| The request |
Word for word, transcribe the lines from the one containing "truck windshield, given" through the end of the entries, both included, and nothing else.

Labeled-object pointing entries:
** start **
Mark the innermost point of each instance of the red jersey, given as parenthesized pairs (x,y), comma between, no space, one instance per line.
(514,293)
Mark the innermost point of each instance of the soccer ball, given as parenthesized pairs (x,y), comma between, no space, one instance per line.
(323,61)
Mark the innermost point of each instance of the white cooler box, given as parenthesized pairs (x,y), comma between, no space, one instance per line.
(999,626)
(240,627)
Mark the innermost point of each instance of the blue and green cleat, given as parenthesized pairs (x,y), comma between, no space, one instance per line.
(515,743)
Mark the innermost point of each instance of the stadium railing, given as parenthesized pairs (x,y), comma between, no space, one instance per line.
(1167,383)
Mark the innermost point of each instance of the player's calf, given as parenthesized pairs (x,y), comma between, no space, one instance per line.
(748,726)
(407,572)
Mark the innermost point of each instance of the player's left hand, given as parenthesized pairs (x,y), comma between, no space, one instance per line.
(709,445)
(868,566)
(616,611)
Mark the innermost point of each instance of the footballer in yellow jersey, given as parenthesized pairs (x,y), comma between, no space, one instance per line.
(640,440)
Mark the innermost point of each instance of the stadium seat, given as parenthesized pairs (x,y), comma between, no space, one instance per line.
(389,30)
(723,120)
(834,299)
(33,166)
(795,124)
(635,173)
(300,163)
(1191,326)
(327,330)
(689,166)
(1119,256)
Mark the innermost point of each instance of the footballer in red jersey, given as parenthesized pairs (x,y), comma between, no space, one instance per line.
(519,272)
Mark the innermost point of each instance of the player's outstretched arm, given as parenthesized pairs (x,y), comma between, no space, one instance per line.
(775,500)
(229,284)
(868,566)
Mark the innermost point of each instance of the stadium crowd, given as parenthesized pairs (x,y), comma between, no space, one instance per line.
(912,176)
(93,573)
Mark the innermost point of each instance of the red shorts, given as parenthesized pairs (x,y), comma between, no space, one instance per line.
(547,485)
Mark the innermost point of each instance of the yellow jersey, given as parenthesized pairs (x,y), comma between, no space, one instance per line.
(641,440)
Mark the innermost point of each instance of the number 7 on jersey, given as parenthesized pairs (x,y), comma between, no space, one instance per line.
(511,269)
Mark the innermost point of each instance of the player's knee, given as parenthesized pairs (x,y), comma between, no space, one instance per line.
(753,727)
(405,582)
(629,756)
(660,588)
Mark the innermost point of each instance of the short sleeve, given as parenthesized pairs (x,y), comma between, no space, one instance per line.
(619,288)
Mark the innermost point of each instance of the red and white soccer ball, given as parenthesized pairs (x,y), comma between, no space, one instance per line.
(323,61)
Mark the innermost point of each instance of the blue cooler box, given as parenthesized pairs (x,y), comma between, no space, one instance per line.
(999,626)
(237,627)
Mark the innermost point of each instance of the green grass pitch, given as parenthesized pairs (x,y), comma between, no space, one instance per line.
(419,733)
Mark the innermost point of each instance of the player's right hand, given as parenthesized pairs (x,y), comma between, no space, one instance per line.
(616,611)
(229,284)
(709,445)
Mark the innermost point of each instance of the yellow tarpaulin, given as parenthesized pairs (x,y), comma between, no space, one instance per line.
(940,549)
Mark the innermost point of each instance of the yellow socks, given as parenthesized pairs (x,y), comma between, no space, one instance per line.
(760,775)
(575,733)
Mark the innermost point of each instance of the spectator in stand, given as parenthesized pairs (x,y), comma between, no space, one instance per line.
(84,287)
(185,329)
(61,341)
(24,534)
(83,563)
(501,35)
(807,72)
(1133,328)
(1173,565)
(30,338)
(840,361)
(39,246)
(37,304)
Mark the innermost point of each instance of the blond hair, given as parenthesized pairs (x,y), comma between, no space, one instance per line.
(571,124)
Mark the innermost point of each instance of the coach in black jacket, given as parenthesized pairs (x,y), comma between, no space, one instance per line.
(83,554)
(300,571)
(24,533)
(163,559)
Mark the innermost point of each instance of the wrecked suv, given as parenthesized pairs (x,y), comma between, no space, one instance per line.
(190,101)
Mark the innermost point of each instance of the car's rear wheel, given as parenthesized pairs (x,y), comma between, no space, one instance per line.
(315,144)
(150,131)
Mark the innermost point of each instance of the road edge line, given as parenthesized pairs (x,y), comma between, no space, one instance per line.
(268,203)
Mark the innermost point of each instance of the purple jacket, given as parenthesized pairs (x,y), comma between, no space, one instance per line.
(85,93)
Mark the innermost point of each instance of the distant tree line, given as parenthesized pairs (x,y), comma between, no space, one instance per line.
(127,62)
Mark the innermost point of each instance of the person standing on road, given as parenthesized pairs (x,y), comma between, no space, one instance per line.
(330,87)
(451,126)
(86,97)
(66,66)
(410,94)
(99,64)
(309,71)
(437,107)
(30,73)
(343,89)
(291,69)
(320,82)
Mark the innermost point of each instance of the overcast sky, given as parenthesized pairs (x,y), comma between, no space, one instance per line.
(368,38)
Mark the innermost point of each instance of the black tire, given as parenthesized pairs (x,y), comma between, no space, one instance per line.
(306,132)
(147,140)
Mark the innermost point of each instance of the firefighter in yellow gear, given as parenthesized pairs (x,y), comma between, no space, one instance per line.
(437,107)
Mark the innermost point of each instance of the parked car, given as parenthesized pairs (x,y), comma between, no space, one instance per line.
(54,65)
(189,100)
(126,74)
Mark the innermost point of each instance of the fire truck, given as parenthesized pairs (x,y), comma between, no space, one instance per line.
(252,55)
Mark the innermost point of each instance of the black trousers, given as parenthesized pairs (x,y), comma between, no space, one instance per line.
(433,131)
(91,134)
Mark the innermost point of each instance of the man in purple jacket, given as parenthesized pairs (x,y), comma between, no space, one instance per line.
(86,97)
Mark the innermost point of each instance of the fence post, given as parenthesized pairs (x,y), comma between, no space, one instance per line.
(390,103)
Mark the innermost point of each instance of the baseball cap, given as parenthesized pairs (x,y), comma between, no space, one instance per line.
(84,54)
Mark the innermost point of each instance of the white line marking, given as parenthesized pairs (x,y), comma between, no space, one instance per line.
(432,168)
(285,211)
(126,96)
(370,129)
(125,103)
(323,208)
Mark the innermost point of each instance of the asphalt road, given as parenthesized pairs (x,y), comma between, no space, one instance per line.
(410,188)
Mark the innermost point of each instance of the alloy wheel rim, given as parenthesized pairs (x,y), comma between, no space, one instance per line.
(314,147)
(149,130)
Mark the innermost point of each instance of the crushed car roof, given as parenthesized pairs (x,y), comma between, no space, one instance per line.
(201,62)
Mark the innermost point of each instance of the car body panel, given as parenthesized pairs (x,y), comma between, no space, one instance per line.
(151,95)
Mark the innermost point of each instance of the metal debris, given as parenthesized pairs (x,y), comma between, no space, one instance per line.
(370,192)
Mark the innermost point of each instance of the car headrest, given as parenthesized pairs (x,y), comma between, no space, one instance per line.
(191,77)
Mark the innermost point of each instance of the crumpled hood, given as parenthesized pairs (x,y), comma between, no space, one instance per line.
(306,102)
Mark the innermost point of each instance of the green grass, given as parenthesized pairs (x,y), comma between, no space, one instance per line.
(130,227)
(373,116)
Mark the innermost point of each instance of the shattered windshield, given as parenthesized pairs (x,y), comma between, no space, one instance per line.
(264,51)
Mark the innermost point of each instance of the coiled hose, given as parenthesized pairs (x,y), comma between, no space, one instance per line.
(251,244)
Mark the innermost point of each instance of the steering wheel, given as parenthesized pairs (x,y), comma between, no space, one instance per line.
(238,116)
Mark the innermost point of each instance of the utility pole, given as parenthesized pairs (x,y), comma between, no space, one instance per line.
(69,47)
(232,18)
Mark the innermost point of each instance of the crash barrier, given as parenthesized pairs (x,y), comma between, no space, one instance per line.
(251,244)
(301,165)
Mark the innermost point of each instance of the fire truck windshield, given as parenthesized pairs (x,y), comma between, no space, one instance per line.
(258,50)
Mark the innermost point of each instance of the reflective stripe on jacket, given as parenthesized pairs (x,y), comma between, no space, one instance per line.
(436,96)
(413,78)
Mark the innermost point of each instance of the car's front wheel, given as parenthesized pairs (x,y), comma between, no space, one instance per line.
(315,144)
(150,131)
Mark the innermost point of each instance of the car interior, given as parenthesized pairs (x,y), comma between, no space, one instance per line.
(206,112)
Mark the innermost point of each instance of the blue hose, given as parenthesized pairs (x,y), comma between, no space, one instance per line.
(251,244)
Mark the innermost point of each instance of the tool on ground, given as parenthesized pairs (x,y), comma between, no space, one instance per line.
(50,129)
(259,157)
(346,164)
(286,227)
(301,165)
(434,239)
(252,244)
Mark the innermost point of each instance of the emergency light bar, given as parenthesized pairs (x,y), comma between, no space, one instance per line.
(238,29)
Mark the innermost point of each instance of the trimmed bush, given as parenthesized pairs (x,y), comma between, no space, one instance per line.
** end **
| Full response |
Mark the innermost point of each instance of the fire truck windshield, given as parenthesized pairs (x,y), comma between, no space, one instance per line.
(258,50)
Mark the innermost point of each instance of the reflective stripe on jacket, given as parenthesized pairs (x,y), comma between, no space, one instance per line.
(436,96)
(413,78)
Mark the innermost point of each instance of the car's front wheel, given as parenthesized pairs (x,y), comma between, no space, one instance per line.
(315,144)
(150,131)
Mark the innermost point of each instance of the car interior, given as parenthesized pairs (x,y), comma between, no space, one instance per line.
(206,112)
Mark the innermost point of each instance of the blue hose, given as parenthesized pairs (x,y), comma between, no space, one instance per line.
(251,244)
Mark the innermost point of each instance of the tool on ground, given as parenthesized pairs (x,y), comma between, no space, one instance per line.
(50,129)
(259,157)
(346,164)
(286,227)
(301,165)
(434,239)
(252,244)
Mark the innermost point of each instance of the emergency light bar, given as parenthesized pairs (x,y), comma between, no space, one instance per line.
(238,29)
Mark the innermost point of each instance of the trimmed bush, given as parenthesized pairs (x,y), comma between, no space, one instance per line.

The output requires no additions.